*Data supplied*.
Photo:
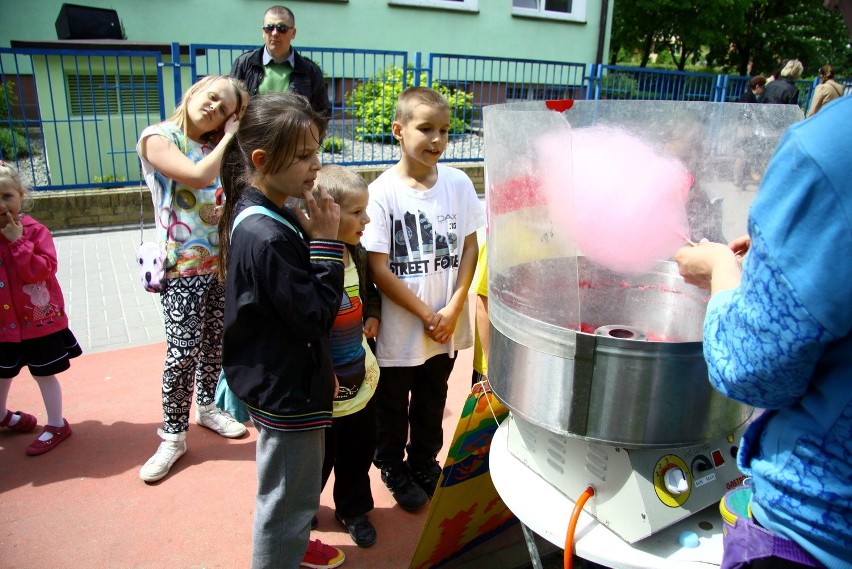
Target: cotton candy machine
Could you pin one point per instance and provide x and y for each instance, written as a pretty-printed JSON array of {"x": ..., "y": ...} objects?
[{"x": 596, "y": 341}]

...

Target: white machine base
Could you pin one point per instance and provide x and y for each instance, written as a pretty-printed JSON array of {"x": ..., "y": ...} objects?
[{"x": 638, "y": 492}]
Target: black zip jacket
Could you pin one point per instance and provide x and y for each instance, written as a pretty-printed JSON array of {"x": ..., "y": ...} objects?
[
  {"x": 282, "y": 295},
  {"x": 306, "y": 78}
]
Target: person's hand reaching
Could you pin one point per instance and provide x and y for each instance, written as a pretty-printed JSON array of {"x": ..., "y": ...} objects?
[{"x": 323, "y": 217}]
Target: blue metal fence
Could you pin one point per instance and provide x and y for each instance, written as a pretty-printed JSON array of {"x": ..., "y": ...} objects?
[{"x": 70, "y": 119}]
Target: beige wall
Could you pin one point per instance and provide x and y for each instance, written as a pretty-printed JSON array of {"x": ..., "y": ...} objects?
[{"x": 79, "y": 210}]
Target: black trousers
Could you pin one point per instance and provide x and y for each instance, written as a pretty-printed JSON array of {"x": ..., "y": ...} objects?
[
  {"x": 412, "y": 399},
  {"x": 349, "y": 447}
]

*What you will do*. Count the lines in the records above that contain the string "machine", with case counting. Give only the number.

*Full answer*. 2